Every line from the one with "Zoom in on young" through the final line of the entries below should be returned exactly; leave out all other lines.

Records contained in a dataset
- - - -

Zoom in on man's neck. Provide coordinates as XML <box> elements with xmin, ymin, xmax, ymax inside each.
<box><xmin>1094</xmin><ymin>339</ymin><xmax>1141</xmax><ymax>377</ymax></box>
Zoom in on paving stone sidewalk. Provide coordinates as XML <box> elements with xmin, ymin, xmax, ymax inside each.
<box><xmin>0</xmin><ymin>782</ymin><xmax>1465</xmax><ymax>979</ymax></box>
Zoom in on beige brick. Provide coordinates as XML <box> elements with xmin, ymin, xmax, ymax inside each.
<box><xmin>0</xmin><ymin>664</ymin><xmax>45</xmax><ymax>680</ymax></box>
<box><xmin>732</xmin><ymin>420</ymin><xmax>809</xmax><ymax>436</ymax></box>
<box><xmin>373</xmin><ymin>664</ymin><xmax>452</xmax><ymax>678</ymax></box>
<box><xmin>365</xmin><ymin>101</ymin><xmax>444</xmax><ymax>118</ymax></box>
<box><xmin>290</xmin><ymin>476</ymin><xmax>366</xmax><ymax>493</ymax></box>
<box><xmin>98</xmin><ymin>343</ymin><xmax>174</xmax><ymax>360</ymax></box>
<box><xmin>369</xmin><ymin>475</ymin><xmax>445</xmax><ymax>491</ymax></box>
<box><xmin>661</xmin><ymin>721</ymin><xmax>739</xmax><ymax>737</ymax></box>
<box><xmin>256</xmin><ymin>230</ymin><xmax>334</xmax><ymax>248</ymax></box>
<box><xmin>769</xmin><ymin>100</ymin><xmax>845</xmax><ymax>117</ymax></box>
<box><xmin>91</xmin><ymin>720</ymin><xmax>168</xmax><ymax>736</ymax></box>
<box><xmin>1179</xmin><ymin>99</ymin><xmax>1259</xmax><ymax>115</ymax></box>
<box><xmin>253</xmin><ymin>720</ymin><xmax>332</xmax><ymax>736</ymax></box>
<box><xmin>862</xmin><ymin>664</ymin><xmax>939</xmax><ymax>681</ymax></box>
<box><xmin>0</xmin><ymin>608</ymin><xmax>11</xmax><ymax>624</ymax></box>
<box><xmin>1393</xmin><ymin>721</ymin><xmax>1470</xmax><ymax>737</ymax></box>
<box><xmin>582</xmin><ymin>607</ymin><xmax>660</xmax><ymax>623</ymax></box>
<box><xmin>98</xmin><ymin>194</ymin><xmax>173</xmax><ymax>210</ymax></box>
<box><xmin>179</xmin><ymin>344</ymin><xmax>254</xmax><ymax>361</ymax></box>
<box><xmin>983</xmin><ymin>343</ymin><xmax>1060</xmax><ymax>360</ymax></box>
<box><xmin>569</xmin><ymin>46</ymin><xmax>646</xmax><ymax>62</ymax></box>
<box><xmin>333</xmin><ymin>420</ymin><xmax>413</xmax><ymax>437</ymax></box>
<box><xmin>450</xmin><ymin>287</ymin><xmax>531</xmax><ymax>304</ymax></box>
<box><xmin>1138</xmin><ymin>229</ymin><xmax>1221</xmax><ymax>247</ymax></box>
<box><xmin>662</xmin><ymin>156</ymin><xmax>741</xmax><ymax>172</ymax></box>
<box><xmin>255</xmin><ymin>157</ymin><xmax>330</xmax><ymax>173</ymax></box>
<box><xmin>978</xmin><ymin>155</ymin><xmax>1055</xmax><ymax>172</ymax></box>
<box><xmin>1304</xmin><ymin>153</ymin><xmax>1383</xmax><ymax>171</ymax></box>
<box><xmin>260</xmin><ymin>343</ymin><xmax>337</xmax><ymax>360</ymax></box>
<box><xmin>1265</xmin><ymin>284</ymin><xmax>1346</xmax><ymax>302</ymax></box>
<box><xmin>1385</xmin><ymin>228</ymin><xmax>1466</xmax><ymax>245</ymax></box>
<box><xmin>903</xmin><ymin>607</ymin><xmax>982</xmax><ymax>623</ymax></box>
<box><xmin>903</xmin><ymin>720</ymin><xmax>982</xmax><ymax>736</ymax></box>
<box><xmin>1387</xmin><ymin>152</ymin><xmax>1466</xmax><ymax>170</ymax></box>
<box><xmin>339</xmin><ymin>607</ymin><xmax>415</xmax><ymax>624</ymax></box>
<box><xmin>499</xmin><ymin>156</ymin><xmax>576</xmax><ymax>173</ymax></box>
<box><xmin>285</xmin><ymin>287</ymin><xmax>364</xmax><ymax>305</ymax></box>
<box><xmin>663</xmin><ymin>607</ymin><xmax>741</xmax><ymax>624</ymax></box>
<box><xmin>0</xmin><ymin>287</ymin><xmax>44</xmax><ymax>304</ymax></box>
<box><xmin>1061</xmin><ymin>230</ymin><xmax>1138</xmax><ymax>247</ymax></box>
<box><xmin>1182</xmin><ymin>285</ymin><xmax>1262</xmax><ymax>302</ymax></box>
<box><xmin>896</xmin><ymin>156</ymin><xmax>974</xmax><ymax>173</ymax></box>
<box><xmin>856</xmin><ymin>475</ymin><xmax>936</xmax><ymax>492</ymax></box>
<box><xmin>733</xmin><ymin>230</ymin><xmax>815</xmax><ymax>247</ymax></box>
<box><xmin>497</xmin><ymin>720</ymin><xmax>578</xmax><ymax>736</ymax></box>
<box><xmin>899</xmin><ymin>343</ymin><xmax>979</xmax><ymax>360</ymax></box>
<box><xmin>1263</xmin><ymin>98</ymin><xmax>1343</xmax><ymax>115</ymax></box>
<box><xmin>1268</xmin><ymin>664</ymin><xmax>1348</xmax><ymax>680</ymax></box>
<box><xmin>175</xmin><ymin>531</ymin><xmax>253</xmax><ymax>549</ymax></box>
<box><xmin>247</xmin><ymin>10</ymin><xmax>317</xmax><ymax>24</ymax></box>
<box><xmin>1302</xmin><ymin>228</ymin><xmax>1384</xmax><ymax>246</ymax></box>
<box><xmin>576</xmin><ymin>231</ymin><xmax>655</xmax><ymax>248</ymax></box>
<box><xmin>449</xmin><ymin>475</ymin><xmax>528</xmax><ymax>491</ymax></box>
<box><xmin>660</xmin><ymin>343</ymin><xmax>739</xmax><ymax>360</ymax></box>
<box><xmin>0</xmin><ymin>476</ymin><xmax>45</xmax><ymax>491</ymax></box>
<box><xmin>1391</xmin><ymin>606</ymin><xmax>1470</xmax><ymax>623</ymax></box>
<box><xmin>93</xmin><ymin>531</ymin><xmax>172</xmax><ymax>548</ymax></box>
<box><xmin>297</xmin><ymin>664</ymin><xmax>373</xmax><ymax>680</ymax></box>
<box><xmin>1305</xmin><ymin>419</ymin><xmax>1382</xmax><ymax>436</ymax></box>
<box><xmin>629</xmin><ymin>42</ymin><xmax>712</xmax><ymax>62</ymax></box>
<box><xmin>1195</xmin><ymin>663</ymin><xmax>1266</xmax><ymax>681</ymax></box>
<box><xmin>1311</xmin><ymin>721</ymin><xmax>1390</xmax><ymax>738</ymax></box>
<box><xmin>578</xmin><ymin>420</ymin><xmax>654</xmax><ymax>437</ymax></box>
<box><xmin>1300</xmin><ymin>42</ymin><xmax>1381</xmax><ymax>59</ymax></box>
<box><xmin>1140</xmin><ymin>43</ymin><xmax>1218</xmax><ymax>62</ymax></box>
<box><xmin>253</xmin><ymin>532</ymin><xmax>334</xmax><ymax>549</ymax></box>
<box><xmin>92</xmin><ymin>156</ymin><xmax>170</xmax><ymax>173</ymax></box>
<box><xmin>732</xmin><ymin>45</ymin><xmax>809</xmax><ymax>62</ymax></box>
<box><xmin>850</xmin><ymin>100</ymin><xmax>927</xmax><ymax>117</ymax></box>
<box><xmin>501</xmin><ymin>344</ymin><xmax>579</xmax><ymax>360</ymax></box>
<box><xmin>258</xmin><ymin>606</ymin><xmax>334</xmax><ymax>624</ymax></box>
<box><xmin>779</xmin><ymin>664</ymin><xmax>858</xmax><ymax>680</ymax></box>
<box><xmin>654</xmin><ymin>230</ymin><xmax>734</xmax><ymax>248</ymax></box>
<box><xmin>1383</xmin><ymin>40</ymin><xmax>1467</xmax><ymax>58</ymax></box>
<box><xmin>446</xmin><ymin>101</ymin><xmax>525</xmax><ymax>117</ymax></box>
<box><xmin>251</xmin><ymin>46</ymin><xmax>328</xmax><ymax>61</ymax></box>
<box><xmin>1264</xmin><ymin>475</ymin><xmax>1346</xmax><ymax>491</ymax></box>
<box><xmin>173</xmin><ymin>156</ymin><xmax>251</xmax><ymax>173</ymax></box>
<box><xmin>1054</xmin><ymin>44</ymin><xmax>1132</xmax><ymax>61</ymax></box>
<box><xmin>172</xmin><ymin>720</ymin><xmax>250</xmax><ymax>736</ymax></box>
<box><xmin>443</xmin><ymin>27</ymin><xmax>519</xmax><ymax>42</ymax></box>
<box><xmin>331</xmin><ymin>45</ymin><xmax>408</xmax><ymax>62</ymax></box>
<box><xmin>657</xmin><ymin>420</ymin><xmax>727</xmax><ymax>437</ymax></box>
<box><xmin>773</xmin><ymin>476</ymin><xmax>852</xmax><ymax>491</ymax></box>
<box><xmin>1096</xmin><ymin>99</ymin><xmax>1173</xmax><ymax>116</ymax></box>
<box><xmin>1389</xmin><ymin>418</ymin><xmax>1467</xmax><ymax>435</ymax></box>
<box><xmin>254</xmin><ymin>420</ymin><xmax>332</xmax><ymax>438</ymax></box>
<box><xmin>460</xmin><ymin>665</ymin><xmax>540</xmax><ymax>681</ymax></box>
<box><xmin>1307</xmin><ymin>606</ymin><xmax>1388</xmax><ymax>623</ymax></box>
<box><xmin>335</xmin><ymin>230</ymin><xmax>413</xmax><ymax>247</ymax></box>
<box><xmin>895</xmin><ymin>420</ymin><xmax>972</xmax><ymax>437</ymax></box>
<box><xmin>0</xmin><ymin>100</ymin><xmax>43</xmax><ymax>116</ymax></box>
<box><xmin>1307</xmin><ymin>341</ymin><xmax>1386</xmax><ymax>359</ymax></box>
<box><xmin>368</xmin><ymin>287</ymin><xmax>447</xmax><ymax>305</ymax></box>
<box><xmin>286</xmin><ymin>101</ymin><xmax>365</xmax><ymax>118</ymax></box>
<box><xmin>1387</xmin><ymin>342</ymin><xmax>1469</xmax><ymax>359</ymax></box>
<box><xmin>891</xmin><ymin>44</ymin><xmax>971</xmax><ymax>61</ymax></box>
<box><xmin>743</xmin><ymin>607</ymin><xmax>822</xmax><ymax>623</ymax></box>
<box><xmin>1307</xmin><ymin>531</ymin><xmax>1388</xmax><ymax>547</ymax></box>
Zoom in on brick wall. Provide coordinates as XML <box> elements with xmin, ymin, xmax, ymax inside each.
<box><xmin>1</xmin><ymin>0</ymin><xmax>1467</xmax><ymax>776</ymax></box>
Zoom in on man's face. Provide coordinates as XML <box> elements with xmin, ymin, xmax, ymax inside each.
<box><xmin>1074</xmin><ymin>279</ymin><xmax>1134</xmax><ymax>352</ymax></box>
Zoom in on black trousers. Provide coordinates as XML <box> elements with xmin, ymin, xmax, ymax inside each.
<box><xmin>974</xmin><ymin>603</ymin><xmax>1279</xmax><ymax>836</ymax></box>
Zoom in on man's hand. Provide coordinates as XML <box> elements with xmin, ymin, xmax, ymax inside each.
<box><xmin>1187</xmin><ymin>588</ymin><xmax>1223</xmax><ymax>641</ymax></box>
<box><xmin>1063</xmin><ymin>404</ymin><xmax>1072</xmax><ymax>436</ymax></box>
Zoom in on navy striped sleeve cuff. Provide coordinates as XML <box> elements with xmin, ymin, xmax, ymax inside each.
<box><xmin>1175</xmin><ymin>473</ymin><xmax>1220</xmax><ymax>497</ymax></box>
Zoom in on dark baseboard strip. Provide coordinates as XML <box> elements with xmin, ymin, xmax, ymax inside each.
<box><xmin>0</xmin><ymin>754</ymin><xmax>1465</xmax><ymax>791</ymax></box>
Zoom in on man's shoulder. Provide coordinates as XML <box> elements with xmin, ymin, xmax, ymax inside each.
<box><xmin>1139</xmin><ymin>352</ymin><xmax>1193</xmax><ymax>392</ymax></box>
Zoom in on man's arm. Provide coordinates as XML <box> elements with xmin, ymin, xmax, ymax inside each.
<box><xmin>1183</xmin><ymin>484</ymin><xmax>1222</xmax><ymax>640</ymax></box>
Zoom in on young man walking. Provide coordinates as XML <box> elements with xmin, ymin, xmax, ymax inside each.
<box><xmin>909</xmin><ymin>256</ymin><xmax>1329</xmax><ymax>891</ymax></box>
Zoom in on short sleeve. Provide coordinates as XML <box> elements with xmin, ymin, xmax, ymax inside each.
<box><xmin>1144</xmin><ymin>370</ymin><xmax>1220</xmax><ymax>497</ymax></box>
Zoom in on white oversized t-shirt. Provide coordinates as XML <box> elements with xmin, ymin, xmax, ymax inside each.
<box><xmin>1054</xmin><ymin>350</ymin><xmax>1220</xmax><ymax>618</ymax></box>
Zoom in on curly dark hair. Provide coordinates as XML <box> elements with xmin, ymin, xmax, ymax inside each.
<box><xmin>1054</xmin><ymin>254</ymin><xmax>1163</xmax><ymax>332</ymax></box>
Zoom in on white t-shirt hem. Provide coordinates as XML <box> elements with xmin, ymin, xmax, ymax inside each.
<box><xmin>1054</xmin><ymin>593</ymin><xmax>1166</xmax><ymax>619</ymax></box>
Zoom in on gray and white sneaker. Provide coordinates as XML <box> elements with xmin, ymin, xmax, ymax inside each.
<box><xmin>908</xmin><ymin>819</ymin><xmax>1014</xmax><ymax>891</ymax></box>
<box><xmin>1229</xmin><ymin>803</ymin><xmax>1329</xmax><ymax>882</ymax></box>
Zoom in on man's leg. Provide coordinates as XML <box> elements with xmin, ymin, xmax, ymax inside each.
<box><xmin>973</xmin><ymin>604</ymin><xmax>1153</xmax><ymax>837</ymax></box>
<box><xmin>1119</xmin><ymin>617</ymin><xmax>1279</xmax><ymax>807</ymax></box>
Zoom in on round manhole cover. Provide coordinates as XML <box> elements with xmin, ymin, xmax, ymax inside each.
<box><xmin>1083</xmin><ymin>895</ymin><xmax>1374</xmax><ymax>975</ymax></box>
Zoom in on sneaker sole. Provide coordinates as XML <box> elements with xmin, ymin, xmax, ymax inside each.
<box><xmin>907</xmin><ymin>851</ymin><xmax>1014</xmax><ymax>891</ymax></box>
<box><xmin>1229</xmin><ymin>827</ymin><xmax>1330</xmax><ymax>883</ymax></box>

- - - -

> _OUTPUT_:
Zoom in on young man walking. Provide coordinates as XML <box> elements with xmin, ymin, xmax, ymax inside each.
<box><xmin>909</xmin><ymin>256</ymin><xmax>1329</xmax><ymax>891</ymax></box>
Zoom in on short sleeve. Provide coordinates as XML <box> elements with xmin, ymin, xmax, ymax inside each.
<box><xmin>1144</xmin><ymin>370</ymin><xmax>1220</xmax><ymax>497</ymax></box>
Zoom in on white oversized t-shirt. Provide coordinates as XML <box> elements with xmin, ymin, xmax, ymax inside each.
<box><xmin>1054</xmin><ymin>350</ymin><xmax>1220</xmax><ymax>618</ymax></box>
Zoom in on curly dark hair. Provide coordinates as XML <box> elements with xmin, ymin, xmax, ymax inside each.
<box><xmin>1054</xmin><ymin>254</ymin><xmax>1163</xmax><ymax>332</ymax></box>
Zoom in on white t-shirt hem. Provide coordinates as XML <box> elements with xmin, ymin, xmax, ymax inside each.
<box><xmin>1054</xmin><ymin>593</ymin><xmax>1166</xmax><ymax>619</ymax></box>
Zoom in on gray and white sneaker. Provide coordinates as XML <box> elements with xmin, ymin, xmax, ymax inside each.
<box><xmin>908</xmin><ymin>819</ymin><xmax>1014</xmax><ymax>891</ymax></box>
<box><xmin>1229</xmin><ymin>803</ymin><xmax>1329</xmax><ymax>882</ymax></box>
Zoom in on man's leg. Provide coordinates as XML <box> elements with xmin, ymin, xmax, ymax inside each.
<box><xmin>973</xmin><ymin>604</ymin><xmax>1153</xmax><ymax>837</ymax></box>
<box><xmin>1119</xmin><ymin>617</ymin><xmax>1279</xmax><ymax>807</ymax></box>
Zoom in on round manhole cover. Provide coordinates as XML <box> elements with xmin, ymin, xmax, ymax inside each.
<box><xmin>1083</xmin><ymin>895</ymin><xmax>1374</xmax><ymax>975</ymax></box>
Zoom in on sneaker sole. Provide coordinates as XML <box> elements with xmin, ymin, xmax, ymax inside each.
<box><xmin>907</xmin><ymin>851</ymin><xmax>1014</xmax><ymax>891</ymax></box>
<box><xmin>1229</xmin><ymin>827</ymin><xmax>1330</xmax><ymax>883</ymax></box>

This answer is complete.